Problem statement:
Repeat every one of the records below word for word, keeping each line unchanged.

Recorded information:
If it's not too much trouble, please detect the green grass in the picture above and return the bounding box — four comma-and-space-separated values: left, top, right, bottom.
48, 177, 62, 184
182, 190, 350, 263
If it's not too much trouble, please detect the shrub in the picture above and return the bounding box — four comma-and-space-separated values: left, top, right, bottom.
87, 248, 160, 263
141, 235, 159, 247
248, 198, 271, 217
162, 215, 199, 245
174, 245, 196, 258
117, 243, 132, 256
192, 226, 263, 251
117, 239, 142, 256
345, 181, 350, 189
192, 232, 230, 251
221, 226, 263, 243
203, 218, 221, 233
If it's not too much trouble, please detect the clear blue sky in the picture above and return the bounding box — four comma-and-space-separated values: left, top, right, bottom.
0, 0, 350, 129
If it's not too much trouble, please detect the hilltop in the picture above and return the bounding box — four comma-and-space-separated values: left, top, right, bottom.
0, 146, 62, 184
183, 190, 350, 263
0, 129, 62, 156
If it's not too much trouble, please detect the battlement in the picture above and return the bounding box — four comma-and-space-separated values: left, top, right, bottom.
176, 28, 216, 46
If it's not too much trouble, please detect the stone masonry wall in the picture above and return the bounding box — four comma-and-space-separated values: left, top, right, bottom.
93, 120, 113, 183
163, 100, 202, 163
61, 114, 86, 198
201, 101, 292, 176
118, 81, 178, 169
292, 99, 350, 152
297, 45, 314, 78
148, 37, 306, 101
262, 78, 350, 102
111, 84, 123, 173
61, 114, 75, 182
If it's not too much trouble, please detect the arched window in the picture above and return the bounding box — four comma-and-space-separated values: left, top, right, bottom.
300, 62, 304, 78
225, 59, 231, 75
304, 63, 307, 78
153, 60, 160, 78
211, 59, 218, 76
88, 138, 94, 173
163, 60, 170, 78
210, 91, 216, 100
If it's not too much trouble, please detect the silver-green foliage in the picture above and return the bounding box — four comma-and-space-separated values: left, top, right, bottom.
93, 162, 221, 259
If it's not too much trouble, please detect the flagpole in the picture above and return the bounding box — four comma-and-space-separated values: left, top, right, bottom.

Exercise solution:
If it's not too much trouble, please detect the green grass in the picture above and return the bounding box — four comma-and-space-separated values: left, top, right, bottom.
48, 177, 62, 184
182, 190, 350, 263
If it's not too much trouble, please detect the shrub in the picture above and return the bounding box — four comma-and-space-separated values: left, top, right, bottom.
87, 248, 160, 263
141, 235, 159, 247
248, 198, 271, 217
162, 215, 199, 245
174, 245, 196, 258
117, 243, 132, 256
192, 226, 263, 251
117, 239, 142, 256
345, 181, 350, 189
192, 232, 230, 251
221, 226, 263, 243
203, 218, 221, 233
If it's not too much trouble, please detect the clear blue sky in the picture above and return the bounding box — four comma-and-space-separated values: left, top, right, bottom.
0, 0, 350, 129
If it's not too much trouble, please detect the hilltop in the picture above and return the bounding box — four comma-and-space-separated values: left, top, right, bottom.
0, 146, 62, 184
183, 190, 350, 263
0, 129, 62, 156
If it's not too much trouble, please detect the battlement in the picture above and return the bounding box — four comma-and-space-separated values: left, top, right, bottom.
176, 28, 216, 46
If it's not too much trouble, please detect the stone masonry wall in the picture above and return the bounding box — four comma-and-space-separated values: left, top, right, bottom.
93, 120, 113, 183
163, 100, 202, 163
61, 114, 86, 198
201, 101, 292, 176
118, 81, 178, 169
292, 99, 350, 152
297, 45, 314, 78
148, 37, 306, 101
262, 78, 350, 102
111, 84, 123, 173
61, 114, 75, 182
If it's not too much trouble, please detect the arched window in the picture above and return the bounding box — four comma-and-space-separated values: left, top, right, bottom.
300, 62, 304, 78
225, 59, 231, 75
304, 63, 307, 78
153, 60, 160, 78
211, 59, 218, 76
88, 138, 94, 173
163, 60, 170, 78
210, 91, 216, 100
If it's not too much trouble, please detect the silver-green foliage in the picture above and return the bounding box — four comma-and-space-separated values: left, top, right, bottom.
93, 162, 221, 259
If it's not too much trouble, please detect the flagpole in the picture above and return the bounding box — four comma-and-space-separated values: left, top, right, bottom.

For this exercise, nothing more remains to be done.